Reproduce the listing below verbatim, leaving out the pictures.

============================================================

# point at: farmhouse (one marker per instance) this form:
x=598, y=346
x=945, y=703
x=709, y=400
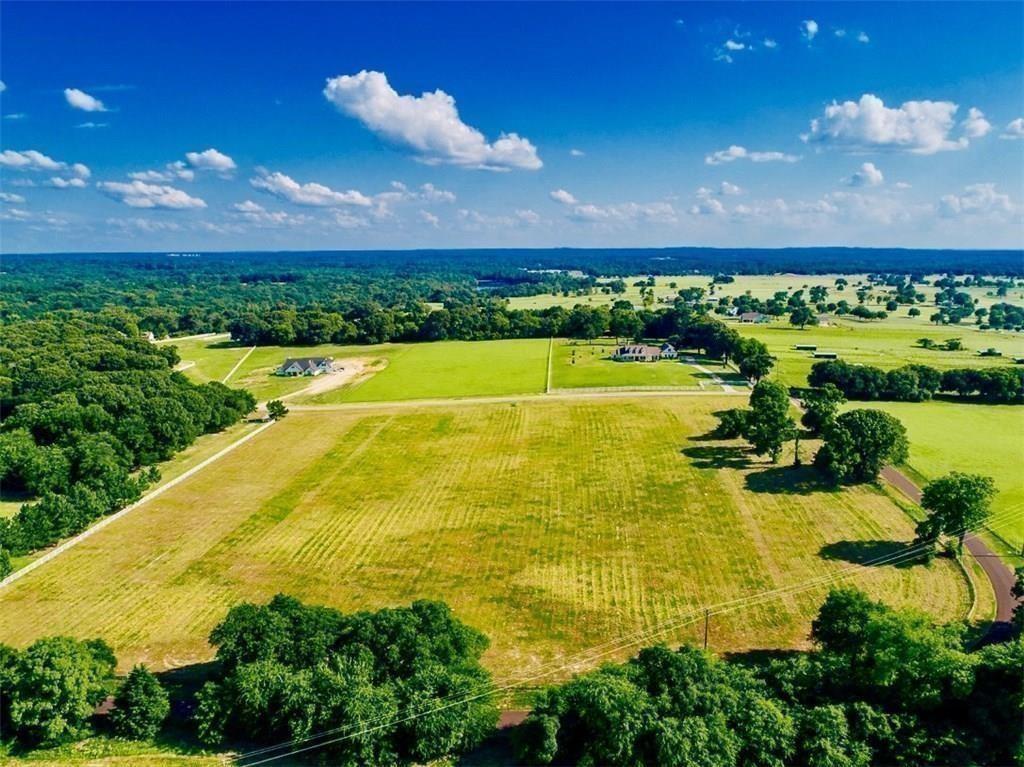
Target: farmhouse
x=753, y=316
x=312, y=366
x=639, y=353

============================================================

• Expected answer:
# point at: farmhouse (one marker per instance) this form:
x=598, y=346
x=945, y=703
x=709, y=400
Target: farmhouse
x=753, y=316
x=312, y=366
x=639, y=353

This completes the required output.